== STATED PROBLEM ==
Would you set down every entry shown below, precisely as written?

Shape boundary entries

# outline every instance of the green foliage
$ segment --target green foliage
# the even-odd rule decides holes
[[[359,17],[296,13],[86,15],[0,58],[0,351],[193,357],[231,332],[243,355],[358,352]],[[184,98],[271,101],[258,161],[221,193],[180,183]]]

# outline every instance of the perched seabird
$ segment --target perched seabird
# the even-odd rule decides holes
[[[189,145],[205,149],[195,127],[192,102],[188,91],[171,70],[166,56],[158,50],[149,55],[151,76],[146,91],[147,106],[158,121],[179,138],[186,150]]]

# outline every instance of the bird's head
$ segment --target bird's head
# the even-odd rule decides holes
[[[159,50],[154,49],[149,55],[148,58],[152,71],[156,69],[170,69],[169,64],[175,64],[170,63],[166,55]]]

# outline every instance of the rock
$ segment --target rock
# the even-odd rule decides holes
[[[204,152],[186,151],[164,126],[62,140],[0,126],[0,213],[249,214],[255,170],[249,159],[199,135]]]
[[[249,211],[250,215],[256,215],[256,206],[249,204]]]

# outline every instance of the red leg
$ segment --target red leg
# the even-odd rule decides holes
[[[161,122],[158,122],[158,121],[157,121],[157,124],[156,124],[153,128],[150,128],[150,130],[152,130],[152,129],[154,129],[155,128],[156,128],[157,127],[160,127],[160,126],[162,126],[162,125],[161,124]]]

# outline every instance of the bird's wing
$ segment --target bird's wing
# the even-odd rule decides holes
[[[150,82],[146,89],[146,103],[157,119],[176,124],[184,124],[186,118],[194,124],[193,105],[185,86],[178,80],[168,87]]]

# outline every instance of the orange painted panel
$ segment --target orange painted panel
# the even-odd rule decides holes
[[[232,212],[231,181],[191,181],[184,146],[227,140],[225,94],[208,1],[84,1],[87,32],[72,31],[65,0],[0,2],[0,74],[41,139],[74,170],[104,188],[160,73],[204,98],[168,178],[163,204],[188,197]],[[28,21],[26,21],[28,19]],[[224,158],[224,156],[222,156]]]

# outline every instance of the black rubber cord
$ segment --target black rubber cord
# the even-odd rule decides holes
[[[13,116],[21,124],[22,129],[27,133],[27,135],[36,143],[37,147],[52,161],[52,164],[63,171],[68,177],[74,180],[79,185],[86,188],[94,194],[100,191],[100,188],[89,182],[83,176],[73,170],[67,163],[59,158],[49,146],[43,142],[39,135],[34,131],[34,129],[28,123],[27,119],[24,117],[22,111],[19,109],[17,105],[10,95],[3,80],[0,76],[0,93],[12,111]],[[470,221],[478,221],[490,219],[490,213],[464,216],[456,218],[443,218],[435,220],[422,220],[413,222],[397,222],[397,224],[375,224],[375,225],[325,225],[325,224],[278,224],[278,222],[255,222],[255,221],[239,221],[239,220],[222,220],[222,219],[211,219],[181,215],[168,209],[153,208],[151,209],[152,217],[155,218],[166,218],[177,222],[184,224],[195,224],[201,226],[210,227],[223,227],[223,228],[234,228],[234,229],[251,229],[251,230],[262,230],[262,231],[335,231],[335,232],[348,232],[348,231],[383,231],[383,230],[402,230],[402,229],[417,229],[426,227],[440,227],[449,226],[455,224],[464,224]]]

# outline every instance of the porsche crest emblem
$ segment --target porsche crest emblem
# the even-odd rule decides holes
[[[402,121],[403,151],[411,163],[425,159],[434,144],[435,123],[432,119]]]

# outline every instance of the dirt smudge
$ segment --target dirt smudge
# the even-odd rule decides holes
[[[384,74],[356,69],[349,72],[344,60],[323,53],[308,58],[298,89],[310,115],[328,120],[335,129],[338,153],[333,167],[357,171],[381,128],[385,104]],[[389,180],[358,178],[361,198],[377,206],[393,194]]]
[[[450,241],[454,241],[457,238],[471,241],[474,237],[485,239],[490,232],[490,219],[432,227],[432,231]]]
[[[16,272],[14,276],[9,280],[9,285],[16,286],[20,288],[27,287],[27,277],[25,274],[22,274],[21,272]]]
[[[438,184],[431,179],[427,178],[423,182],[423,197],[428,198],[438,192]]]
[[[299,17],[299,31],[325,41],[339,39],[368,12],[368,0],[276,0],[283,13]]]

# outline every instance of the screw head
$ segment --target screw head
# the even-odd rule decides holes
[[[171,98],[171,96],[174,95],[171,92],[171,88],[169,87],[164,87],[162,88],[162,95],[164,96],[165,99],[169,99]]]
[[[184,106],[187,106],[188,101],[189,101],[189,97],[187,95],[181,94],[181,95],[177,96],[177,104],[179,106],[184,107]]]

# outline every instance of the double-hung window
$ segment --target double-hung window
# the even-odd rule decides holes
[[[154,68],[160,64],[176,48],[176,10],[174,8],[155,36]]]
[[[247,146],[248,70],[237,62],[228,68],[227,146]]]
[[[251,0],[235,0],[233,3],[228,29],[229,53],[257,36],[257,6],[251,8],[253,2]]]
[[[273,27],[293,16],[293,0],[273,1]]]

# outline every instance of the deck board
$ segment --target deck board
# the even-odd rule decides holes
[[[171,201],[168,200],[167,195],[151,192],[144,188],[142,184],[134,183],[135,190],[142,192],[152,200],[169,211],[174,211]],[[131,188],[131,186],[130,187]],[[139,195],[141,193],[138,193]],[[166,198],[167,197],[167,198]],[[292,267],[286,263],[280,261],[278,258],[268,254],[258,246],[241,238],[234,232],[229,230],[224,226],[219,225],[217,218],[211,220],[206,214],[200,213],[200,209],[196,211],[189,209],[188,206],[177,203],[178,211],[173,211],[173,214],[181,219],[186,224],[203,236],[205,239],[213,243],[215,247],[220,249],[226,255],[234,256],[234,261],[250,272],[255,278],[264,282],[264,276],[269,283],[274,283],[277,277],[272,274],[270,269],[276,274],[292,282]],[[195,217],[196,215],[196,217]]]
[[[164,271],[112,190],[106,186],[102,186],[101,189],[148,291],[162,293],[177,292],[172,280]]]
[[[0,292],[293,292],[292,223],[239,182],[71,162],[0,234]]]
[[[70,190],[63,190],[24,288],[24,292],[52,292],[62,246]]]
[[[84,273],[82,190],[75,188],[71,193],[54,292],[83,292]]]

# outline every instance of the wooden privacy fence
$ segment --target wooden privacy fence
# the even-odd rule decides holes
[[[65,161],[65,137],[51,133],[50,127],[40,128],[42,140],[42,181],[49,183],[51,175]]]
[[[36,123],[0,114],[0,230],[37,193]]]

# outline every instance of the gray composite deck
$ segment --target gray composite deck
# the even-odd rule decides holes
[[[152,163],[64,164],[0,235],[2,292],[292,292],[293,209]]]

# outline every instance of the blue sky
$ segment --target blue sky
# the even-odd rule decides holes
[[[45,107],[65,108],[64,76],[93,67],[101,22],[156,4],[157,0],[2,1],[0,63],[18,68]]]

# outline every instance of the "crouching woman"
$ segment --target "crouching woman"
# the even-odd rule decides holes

== EXERCISE RESULT ==
# outline every instance of the green foliage
$ segment --target green foliage
# the even-odd rule decides holes
[[[359,17],[296,13],[86,15],[0,58],[0,351],[193,357],[231,332],[243,355],[358,352]],[[184,98],[271,101],[258,161],[221,193],[180,183]]]

# outline every instance of the perched seabird
$ segment --target perched seabird
# the even-odd rule decides holes
[[[189,145],[205,149],[195,127],[192,102],[188,91],[171,70],[166,56],[158,50],[149,55],[151,76],[146,91],[147,106],[158,121],[179,138],[186,150]]]

# outline every instance of the bird's head
$ segment --target bird's head
# the even-odd rule decides holes
[[[159,50],[154,49],[149,55],[148,58],[152,71],[156,69],[170,69],[169,64],[175,64],[170,63],[166,55]]]

# outline every instance of the rock
$ segment --target rock
# the even-odd rule decides holes
[[[204,152],[186,151],[164,126],[62,140],[0,126],[0,213],[249,214],[255,170],[249,159],[199,135]]]
[[[249,211],[250,215],[256,215],[256,206],[249,204]]]

# outline every instance of the red leg
$ segment --target red leg
# the even-odd rule decides holes
[[[161,122],[158,122],[158,121],[157,121],[157,124],[156,124],[153,128],[150,128],[150,130],[152,130],[152,129],[154,129],[155,128],[156,128],[157,127],[160,127],[160,126],[162,126],[162,125],[161,124]]]

# outline every instance of the bird's wing
$ segment --target bird's wing
# the even-odd rule decides holes
[[[150,82],[146,89],[146,103],[157,119],[176,124],[184,124],[186,118],[194,124],[193,105],[185,86],[178,80],[168,87]]]

# outline every instance of the orange painted panel
$ segment --target orange painted panel
# the even-odd rule decides holes
[[[232,212],[231,181],[191,181],[184,146],[227,140],[225,94],[208,1],[84,1],[87,32],[72,31],[65,0],[0,2],[0,74],[41,139],[74,170],[104,188],[160,73],[204,98],[168,178],[163,204],[188,197]],[[28,21],[26,21],[28,19]],[[224,158],[224,156],[222,156]]]

# outline every instance of the black rubber cord
$ segment --target black rubber cord
# the even-odd rule decides holes
[[[13,116],[21,124],[22,129],[27,133],[27,135],[36,143],[37,147],[52,161],[52,164],[63,171],[68,177],[74,180],[79,185],[86,188],[94,194],[100,191],[100,188],[89,182],[83,176],[73,170],[67,163],[59,158],[49,146],[43,142],[39,135],[34,131],[34,129],[28,123],[27,119],[24,117],[22,111],[19,109],[17,105],[10,95],[3,80],[0,76],[0,93],[12,111]],[[470,221],[478,221],[490,219],[490,213],[464,216],[456,218],[443,218],[435,220],[422,220],[413,222],[397,222],[397,224],[375,224],[375,225],[325,225],[325,224],[278,224],[278,222],[255,222],[255,221],[239,221],[239,220],[222,220],[222,219],[211,219],[181,215],[168,209],[153,208],[151,209],[152,217],[155,218],[166,218],[177,222],[184,224],[195,224],[201,226],[210,227],[223,227],[223,228],[234,228],[234,229],[251,229],[251,230],[262,230],[262,231],[335,231],[335,232],[348,232],[348,231],[383,231],[383,230],[402,230],[402,229],[417,229],[426,227],[440,227],[449,226],[455,224],[464,224]]]

# outline every instance of the porsche crest emblem
$ segment --target porsche crest emblem
# the even-odd rule decides holes
[[[402,121],[403,151],[411,163],[425,159],[434,144],[435,123],[432,119]]]

# outline every instance of the dirt smudge
$ segment --target dirt smudge
# the even-odd rule decides holes
[[[384,74],[356,69],[349,72],[344,60],[323,53],[308,58],[298,89],[310,115],[328,120],[335,129],[338,153],[333,167],[357,171],[381,128],[385,104]],[[389,180],[358,178],[361,198],[377,206],[393,194]]]
[[[450,241],[454,241],[457,238],[471,241],[474,237],[485,239],[490,232],[490,219],[432,227],[432,231]]]
[[[16,272],[14,276],[9,280],[9,285],[16,286],[20,288],[27,287],[27,277],[25,274],[22,274],[21,272]]]
[[[438,184],[431,179],[427,178],[423,182],[423,197],[428,198],[438,192]]]
[[[299,17],[299,31],[325,41],[339,39],[368,12],[368,0],[276,0],[283,13]]]

# outline every instance of the screw head
$ segment --target screw head
# the even-odd rule decides holes
[[[171,98],[171,96],[174,95],[171,92],[171,88],[169,87],[164,87],[162,88],[162,95],[164,96],[165,99],[169,99]]]
[[[184,106],[187,106],[188,101],[189,101],[189,97],[187,95],[181,94],[181,95],[177,96],[177,104],[179,106],[184,107]]]

# outline every instance of the double-hung window
$ segment --target double-hung window
# the even-odd rule decides holes
[[[154,68],[160,64],[176,48],[176,10],[174,8],[155,36]]]
[[[247,146],[248,70],[237,62],[228,68],[227,146]]]
[[[251,0],[235,0],[233,3],[228,29],[229,53],[257,36],[257,6],[251,8],[253,2]]]
[[[273,27],[293,16],[293,0],[273,1]]]

# outline every instance of the deck board
$ segment --target deck board
# the even-odd rule decides holes
[[[171,201],[168,200],[167,195],[151,192],[144,188],[142,184],[134,183],[135,190],[142,192],[152,200],[169,211],[174,211]],[[131,188],[131,186],[130,187]],[[139,195],[141,193],[138,193]],[[166,198],[167,197],[167,198]],[[292,267],[286,263],[280,261],[278,258],[268,254],[258,246],[241,238],[234,232],[229,230],[224,226],[219,225],[217,218],[211,220],[206,214],[200,213],[200,209],[196,211],[189,209],[188,206],[177,203],[178,211],[173,211],[173,214],[181,219],[186,224],[203,236],[205,239],[213,243],[215,247],[220,249],[226,255],[234,256],[234,261],[250,272],[255,278],[264,282],[264,276],[269,283],[274,283],[277,277],[272,274],[270,269],[276,274],[292,282]],[[195,217],[196,215],[196,217]]]
[[[164,271],[112,190],[106,186],[102,186],[101,189],[148,291],[162,293],[177,292],[172,280]]]
[[[0,292],[293,292],[292,223],[239,182],[71,162],[0,234]]]
[[[70,190],[63,190],[24,288],[24,292],[52,292],[62,246]]]
[[[84,273],[82,190],[75,188],[71,193],[54,292],[83,292]]]

# outline every instance of the wooden privacy fence
$ segment --target wooden privacy fence
# the even-odd rule decides holes
[[[65,161],[65,137],[51,133],[50,127],[40,128],[42,140],[42,181],[49,183],[51,175]]]
[[[36,123],[0,114],[0,230],[37,193]]]

# outline every instance of the gray composite deck
$ segment --target gray composite deck
# the even-odd rule decides holes
[[[152,163],[64,164],[0,235],[2,292],[292,292],[293,209]]]

# outline every instance of the blue sky
$ segment --target blue sky
# the even-odd rule decides holes
[[[45,107],[65,108],[64,76],[93,67],[101,22],[156,4],[157,0],[2,1],[0,63],[18,68]]]

# outline every instance of the "crouching woman"
$ segment --target "crouching woman"
# the even-odd rule decides holes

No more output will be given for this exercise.